▶ SET TASK:
Can you write out the material again, starting with the line containing "Question. In the picture above, identify the wristwatch" and going on through the line containing "[(1225, 359), (339, 371)]", with the requests included? Scale every coordinate in the answers by 0.8 and round each one to a whole number, rounding halves up.
-- Begin PROVIDED RECORDS --
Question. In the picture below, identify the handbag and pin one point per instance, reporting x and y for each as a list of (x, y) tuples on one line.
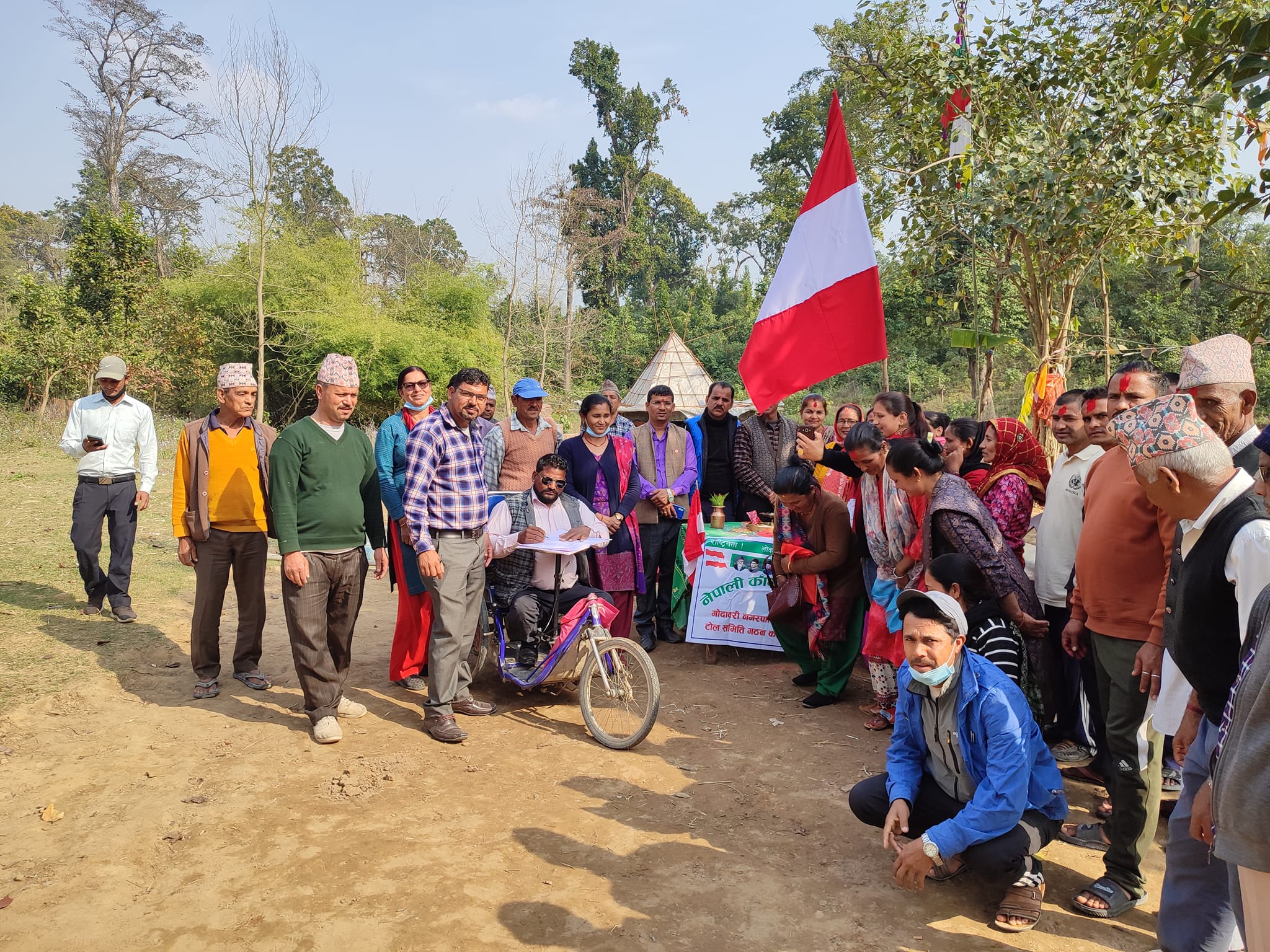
[(785, 604)]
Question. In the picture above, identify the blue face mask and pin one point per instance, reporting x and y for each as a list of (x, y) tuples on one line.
[(936, 676)]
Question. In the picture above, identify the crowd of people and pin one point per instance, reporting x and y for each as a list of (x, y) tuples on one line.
[(1122, 645)]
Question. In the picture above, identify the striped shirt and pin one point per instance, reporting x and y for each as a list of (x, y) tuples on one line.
[(445, 483), (995, 639)]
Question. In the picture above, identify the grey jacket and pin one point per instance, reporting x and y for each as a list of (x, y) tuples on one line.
[(1241, 776)]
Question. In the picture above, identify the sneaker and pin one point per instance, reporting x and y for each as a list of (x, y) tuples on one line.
[(1170, 781), (349, 708), (328, 730), (1070, 752)]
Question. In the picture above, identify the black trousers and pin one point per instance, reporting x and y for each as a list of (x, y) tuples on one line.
[(247, 555), (533, 606), (1077, 710), (653, 609), (1008, 857), (117, 506)]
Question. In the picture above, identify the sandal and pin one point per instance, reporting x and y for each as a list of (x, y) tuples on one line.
[(1083, 834), (254, 679), (1083, 775), (1020, 903), (882, 721), (1110, 892)]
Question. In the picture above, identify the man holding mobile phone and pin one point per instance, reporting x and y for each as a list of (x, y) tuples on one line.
[(112, 434)]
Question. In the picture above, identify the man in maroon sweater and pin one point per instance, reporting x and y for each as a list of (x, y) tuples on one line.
[(1118, 610)]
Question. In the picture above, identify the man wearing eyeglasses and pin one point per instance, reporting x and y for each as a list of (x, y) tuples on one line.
[(445, 501), (525, 582)]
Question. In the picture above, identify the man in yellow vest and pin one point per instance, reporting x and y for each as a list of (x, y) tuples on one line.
[(515, 446), (220, 516)]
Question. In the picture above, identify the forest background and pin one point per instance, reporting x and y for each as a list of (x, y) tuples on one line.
[(1099, 215)]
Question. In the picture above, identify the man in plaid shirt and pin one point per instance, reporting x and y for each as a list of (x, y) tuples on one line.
[(446, 505)]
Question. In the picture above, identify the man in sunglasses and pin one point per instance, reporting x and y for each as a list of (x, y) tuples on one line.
[(525, 582)]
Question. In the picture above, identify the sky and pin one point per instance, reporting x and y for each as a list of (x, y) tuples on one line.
[(435, 104)]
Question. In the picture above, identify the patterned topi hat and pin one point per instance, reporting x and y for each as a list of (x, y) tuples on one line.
[(339, 371), (1225, 359), (1166, 425), (235, 375)]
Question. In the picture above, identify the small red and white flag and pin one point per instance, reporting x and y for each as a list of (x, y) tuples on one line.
[(694, 537), (822, 314)]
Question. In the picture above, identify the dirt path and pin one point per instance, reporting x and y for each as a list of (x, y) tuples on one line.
[(198, 826)]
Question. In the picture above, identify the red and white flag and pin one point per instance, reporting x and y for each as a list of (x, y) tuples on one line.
[(694, 537), (822, 314)]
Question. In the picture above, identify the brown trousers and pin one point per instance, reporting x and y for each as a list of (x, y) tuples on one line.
[(247, 553), (321, 619)]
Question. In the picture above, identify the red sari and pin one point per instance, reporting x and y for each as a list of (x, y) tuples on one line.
[(413, 631)]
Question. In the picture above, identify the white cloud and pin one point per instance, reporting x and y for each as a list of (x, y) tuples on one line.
[(526, 108)]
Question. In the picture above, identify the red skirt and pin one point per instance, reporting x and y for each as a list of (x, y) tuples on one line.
[(414, 620)]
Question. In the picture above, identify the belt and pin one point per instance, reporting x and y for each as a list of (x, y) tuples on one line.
[(110, 480), (456, 534)]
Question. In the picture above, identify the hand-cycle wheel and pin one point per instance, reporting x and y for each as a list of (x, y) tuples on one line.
[(621, 715)]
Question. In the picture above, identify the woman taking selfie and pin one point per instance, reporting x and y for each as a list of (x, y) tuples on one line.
[(602, 475), (408, 662)]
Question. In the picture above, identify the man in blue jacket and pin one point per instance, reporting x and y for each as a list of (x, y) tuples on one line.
[(713, 436), (967, 770)]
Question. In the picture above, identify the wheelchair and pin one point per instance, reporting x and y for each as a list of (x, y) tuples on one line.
[(618, 685)]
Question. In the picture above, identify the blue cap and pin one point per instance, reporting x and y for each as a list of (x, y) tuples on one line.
[(527, 387)]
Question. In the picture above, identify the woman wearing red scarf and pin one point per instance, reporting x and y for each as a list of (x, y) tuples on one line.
[(408, 662), (1016, 478)]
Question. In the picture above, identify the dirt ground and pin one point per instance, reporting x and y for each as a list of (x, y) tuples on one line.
[(220, 824)]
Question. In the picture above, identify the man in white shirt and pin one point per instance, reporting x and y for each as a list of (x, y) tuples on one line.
[(1220, 565), (1057, 537), (525, 582), (112, 434)]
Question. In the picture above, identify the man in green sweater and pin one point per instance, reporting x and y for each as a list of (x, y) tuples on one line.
[(326, 496)]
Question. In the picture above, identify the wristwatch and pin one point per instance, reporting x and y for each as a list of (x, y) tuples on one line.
[(930, 848)]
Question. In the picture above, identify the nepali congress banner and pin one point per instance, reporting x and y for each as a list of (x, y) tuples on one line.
[(729, 593)]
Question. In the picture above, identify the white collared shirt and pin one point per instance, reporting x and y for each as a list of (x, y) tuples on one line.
[(1060, 528), (127, 428), (1248, 568), (556, 522)]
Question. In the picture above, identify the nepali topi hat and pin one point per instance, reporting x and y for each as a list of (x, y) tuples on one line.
[(1225, 359), (339, 371)]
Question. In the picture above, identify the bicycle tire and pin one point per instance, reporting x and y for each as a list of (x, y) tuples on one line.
[(626, 655)]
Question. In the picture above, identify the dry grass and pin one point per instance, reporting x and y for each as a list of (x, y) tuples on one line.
[(45, 643)]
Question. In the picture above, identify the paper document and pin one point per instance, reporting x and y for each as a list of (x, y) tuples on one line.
[(554, 545)]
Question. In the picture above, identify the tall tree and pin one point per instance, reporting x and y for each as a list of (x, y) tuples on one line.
[(143, 69), (269, 99), (631, 121)]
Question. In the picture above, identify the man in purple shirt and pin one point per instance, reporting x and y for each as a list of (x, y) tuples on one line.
[(667, 464)]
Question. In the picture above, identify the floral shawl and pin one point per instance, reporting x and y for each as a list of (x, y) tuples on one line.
[(889, 523)]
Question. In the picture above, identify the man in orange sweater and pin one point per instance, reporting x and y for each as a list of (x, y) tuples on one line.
[(221, 519), (1118, 614)]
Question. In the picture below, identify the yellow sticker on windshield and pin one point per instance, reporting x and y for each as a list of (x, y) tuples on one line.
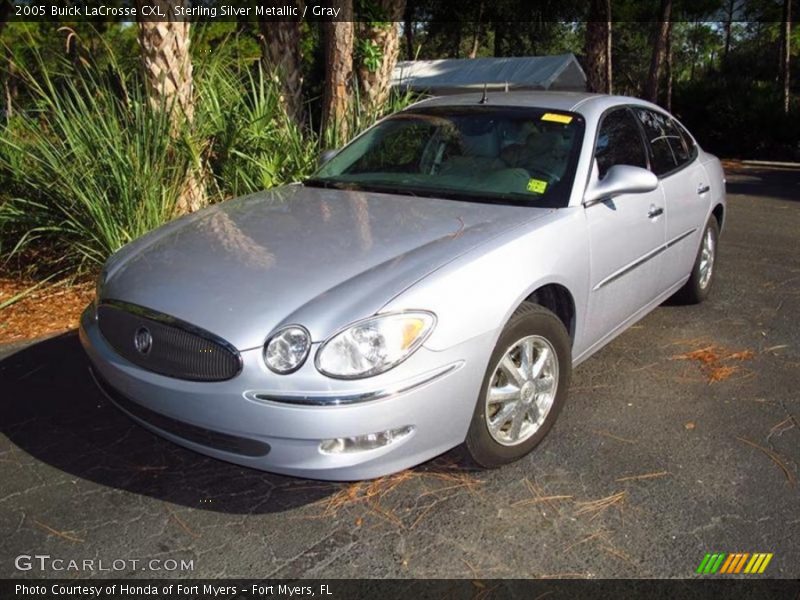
[(566, 119), (537, 186)]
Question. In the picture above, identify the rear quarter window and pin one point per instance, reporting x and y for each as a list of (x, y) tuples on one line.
[(666, 141)]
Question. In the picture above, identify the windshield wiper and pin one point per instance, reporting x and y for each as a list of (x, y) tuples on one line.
[(330, 184)]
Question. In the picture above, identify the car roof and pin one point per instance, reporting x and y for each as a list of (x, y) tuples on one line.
[(584, 103)]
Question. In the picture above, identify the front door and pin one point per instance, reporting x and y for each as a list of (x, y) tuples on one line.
[(626, 234)]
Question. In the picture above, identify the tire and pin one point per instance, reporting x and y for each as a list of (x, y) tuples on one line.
[(697, 288), (542, 334)]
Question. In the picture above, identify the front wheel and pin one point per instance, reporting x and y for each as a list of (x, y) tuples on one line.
[(698, 286), (524, 387)]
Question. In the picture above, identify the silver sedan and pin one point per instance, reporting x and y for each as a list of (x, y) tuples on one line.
[(433, 284)]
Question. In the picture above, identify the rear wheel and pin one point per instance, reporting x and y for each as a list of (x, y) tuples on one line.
[(524, 387), (698, 286)]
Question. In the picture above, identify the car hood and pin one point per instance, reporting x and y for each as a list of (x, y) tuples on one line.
[(318, 257)]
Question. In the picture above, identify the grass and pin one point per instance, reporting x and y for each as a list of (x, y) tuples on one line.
[(91, 169), (92, 165)]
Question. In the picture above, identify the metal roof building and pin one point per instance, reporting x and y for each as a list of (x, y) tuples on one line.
[(459, 75)]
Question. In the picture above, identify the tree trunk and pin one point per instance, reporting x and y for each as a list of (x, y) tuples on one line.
[(376, 82), (5, 11), (338, 74), (659, 51), (609, 78), (668, 67), (728, 24), (281, 58), (167, 67), (476, 38), (499, 38), (786, 53), (408, 31), (597, 47)]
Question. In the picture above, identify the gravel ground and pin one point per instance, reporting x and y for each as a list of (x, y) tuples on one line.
[(651, 465)]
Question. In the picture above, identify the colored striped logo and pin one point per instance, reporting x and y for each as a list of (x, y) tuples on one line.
[(737, 562)]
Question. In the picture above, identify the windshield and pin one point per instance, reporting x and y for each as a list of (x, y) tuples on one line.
[(514, 155)]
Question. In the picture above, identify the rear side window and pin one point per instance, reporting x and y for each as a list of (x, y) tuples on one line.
[(619, 142), (668, 148)]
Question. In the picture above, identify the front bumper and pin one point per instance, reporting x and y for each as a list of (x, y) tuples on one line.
[(247, 421)]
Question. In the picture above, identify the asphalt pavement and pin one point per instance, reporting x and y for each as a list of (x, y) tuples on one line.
[(680, 438)]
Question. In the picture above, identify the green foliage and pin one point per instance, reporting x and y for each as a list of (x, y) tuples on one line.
[(360, 117), (250, 142), (89, 165), (89, 170)]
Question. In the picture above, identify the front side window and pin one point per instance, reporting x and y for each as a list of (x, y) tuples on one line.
[(513, 155), (668, 150), (619, 142)]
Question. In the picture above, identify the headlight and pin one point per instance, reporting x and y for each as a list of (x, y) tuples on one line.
[(374, 345), (287, 349)]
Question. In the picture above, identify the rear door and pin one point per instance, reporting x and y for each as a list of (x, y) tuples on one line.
[(627, 233), (673, 157)]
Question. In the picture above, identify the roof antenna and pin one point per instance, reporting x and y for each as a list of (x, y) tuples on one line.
[(485, 98)]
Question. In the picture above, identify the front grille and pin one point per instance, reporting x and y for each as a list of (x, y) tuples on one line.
[(166, 345), (192, 433)]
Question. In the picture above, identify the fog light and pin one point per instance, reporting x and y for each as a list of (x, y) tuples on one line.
[(360, 443)]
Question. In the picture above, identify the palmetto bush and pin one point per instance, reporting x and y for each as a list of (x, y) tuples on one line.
[(92, 166), (249, 141), (89, 169)]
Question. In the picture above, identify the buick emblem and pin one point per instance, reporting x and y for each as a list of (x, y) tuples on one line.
[(143, 340)]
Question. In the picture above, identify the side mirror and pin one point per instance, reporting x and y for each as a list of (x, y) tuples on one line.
[(620, 179), (326, 155)]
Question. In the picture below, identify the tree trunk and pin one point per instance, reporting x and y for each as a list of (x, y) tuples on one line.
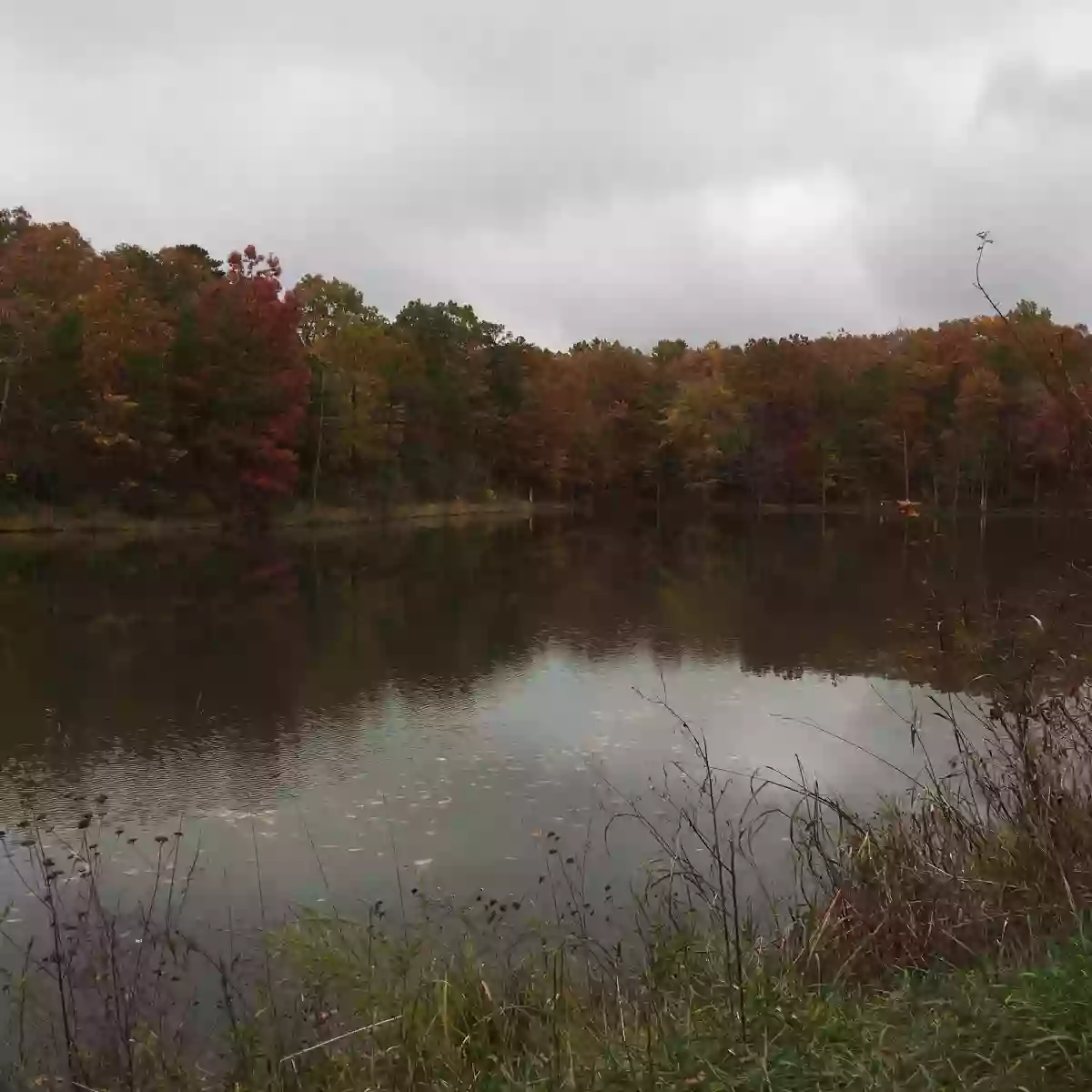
[(6, 392), (905, 468), (318, 442)]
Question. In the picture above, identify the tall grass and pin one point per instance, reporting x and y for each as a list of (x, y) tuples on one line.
[(938, 943)]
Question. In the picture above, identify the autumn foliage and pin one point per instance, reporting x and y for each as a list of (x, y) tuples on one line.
[(172, 381)]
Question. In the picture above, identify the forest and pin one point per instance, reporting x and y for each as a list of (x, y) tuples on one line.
[(173, 382)]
-- End PROVIDED RECORDS --
▶ RESULT:
Question. In the picture above, identify the wristwatch and pin one point per instance, reporting x and y for each as a list of (x, y) tuples on one line.
[(744, 678)]
Question. In the picture above, identify the nepali congress banner and pin one point per instance, reporting x and y for each as a list of (x, y) tuples on one line.
[(583, 474)]
Question. In the picture above, identify the white collared shirt and pin one point per instance, reporting x and y for each as a list of (x, y) tuples on one line.
[(848, 422), (102, 342), (998, 454), (445, 418)]
Question. In the picture above, identify the nepali topi hat and pin one point per instance, reporting x and y for each as a list of (x, y) tuples on one line.
[(980, 287), (271, 297)]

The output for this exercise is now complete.